Collected data:
☆ ☆ ☆ ☆ ☆ ☆ ☆

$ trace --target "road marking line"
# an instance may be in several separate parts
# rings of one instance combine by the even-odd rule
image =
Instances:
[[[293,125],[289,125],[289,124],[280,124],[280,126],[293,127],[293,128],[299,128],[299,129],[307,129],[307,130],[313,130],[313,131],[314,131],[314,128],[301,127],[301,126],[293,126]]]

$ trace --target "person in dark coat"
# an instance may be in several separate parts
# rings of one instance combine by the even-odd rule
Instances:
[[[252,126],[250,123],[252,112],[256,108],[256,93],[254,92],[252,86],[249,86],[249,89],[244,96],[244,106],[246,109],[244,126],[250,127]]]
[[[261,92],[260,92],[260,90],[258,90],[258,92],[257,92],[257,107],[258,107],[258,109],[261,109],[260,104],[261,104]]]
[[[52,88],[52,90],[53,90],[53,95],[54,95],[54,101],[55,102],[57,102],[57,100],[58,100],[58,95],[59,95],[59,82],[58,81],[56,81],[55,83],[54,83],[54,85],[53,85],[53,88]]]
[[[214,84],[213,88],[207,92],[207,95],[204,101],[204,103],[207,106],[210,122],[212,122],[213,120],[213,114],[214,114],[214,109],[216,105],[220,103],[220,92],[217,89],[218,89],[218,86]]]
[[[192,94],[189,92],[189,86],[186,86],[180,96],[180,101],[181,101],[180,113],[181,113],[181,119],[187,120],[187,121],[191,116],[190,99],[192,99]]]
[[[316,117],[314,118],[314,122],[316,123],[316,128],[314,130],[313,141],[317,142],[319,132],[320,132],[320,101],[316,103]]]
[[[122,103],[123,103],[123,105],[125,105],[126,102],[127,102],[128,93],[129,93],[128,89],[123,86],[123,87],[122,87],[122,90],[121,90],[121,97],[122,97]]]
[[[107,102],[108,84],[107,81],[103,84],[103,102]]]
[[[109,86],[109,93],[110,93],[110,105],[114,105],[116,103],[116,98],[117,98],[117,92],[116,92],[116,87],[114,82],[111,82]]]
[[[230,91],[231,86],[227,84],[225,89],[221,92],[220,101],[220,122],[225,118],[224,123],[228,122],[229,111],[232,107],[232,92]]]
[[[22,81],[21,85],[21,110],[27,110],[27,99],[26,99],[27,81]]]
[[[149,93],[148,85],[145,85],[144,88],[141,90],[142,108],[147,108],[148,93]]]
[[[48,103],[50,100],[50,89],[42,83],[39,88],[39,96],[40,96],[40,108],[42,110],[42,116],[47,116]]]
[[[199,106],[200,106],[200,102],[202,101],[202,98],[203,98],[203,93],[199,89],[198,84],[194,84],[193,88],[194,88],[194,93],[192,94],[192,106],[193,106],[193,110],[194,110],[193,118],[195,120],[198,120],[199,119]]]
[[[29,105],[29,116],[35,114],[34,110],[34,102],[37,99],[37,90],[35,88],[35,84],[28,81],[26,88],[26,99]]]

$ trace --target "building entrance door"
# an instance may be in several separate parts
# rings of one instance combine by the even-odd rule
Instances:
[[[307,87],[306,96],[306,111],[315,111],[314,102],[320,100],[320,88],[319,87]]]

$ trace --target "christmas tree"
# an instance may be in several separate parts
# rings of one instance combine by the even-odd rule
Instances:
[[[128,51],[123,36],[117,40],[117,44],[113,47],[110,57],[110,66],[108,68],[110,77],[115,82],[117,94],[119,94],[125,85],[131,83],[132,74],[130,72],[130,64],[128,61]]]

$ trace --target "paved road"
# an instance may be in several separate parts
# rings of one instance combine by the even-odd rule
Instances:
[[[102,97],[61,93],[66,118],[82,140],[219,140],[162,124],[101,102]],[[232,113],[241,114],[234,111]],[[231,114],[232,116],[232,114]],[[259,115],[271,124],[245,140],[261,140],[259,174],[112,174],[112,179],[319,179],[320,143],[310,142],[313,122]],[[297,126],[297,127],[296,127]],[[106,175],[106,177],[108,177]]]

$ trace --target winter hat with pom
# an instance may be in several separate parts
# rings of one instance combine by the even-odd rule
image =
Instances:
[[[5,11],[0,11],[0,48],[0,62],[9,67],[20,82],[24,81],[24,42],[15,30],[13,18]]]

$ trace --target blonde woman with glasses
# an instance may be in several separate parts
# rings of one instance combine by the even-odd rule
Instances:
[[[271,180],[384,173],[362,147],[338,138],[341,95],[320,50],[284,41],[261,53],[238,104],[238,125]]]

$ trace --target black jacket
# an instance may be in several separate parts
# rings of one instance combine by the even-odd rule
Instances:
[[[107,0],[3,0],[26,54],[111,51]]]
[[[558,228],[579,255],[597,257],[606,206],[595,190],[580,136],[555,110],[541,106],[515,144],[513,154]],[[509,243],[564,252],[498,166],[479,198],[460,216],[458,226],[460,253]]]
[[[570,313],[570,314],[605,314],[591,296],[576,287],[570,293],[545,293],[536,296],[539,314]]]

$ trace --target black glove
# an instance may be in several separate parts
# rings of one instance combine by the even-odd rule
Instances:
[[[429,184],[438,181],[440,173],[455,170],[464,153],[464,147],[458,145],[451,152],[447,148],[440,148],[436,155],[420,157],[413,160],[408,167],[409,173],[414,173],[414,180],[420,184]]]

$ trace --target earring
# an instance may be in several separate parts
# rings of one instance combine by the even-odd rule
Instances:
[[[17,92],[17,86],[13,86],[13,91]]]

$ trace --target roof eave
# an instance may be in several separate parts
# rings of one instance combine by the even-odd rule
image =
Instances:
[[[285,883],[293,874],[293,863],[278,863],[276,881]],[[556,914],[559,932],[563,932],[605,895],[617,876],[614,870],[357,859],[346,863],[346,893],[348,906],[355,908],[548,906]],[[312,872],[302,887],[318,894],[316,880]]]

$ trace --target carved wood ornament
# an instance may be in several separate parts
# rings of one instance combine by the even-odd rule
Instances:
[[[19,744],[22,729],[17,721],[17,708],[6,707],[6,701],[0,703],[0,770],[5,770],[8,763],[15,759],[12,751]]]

☆ ☆ ☆ ☆ ☆ ☆ ☆

A single number is the whole answer here: the number of lines in the data that include "with".

2